RECORDED INFORMATION »

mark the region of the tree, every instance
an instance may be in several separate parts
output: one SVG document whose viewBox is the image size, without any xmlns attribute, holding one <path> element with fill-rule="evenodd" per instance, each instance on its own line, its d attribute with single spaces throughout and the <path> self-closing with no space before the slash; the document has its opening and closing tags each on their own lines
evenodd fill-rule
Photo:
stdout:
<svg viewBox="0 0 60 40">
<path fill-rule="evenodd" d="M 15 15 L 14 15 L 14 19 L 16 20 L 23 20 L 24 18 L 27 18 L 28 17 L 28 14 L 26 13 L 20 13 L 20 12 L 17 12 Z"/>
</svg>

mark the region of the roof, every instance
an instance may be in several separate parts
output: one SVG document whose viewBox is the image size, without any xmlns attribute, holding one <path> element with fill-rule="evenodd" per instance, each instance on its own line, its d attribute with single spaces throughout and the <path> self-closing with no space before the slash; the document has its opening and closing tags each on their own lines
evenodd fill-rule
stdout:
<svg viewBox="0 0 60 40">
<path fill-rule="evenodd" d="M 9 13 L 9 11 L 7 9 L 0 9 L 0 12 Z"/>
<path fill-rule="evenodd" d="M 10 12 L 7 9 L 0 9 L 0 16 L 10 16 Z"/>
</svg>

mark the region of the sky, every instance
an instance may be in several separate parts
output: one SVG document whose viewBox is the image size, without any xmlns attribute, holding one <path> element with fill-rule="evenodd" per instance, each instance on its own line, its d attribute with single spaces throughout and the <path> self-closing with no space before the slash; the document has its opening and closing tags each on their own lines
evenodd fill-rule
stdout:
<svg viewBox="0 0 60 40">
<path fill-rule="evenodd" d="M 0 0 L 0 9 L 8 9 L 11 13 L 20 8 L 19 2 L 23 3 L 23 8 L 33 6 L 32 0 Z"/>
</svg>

PROBLEM STATEMENT » Copy all of the rows above line for line, with no changes.

WORKED SOLUTION »
mark the region of the tree, every instance
an instance may be in several separate parts
output: one SVG document whose viewBox is the image size, without any xmlns attribute, holding one <path> element with fill-rule="evenodd" per instance, each instance on its own line, its d attribute with single spaces throughout and the <path> self-closing with no space before the slash; the document has its opening and closing tags each on their own lines
evenodd fill-rule
Photo:
stdout:
<svg viewBox="0 0 60 40">
<path fill-rule="evenodd" d="M 15 15 L 14 15 L 14 19 L 16 20 L 23 20 L 24 18 L 27 18 L 28 17 L 28 14 L 26 13 L 20 13 L 20 12 L 17 12 Z"/>
</svg>

mark the region of the roof, every instance
an instance may be in several separate parts
output: one SVG document whose viewBox is the image size, without any xmlns attribute, holding one <path> element with fill-rule="evenodd" per instance, each instance on its own line, its d attribute with single spaces throughout and the <path> self-closing with no space before the slash; the document has its opening and closing tags each on their own lines
evenodd fill-rule
stdout:
<svg viewBox="0 0 60 40">
<path fill-rule="evenodd" d="M 9 13 L 9 11 L 7 9 L 0 9 L 0 12 Z"/>
<path fill-rule="evenodd" d="M 10 12 L 7 9 L 0 9 L 0 16 L 10 16 Z"/>
</svg>

mark the region of the sky, every instance
an instance may be in several separate parts
output: one SVG document whose viewBox is the image size, without any xmlns attribute, holding one <path> element with fill-rule="evenodd" per instance, each instance on its own line, its d attribute with single spaces throughout and the <path> self-closing with no space before the slash; the document has its opening and closing tags each on their own lines
evenodd fill-rule
stdout:
<svg viewBox="0 0 60 40">
<path fill-rule="evenodd" d="M 0 0 L 0 9 L 8 9 L 11 13 L 20 8 L 19 2 L 23 3 L 23 8 L 33 6 L 32 0 Z"/>
</svg>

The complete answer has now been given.